- _WHAT THIS TASK INVOLVES_
Identify all lines of the data containing the string "frame" and copy them.

Natural language region descriptions
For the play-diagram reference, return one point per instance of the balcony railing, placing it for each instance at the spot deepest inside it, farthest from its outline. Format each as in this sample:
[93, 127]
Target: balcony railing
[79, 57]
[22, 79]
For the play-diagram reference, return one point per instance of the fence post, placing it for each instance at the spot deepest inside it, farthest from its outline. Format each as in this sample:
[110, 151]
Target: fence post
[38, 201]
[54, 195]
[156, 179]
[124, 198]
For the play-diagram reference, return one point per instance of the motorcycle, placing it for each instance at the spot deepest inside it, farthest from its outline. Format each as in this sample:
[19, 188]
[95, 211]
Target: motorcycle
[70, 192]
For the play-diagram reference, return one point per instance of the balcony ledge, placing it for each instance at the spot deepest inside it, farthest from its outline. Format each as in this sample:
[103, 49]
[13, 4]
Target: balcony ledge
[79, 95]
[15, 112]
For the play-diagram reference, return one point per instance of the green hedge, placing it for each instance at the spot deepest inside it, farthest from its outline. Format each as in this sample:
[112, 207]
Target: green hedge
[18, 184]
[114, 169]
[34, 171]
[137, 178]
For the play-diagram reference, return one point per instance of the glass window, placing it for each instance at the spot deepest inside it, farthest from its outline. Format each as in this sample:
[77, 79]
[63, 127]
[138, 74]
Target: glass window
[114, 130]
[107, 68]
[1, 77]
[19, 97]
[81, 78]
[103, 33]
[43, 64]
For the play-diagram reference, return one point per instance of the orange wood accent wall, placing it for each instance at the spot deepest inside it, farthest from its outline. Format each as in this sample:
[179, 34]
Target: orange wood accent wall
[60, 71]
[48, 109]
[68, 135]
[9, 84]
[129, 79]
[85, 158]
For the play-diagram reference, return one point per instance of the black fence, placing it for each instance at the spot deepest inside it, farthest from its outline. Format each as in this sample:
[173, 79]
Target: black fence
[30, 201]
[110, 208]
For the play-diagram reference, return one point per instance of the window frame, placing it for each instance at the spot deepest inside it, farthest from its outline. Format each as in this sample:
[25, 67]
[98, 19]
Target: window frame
==
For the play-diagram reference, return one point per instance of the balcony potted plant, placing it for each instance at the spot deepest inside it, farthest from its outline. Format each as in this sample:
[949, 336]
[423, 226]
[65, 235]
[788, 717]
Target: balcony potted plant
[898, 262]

- _WORKED SOLUTION_
For the play-diagram reference, return one point per instance of the window frame, placing it for each instance at the spot deepest inside it, farthest from its outline. Format each as in this sample:
Target: window frame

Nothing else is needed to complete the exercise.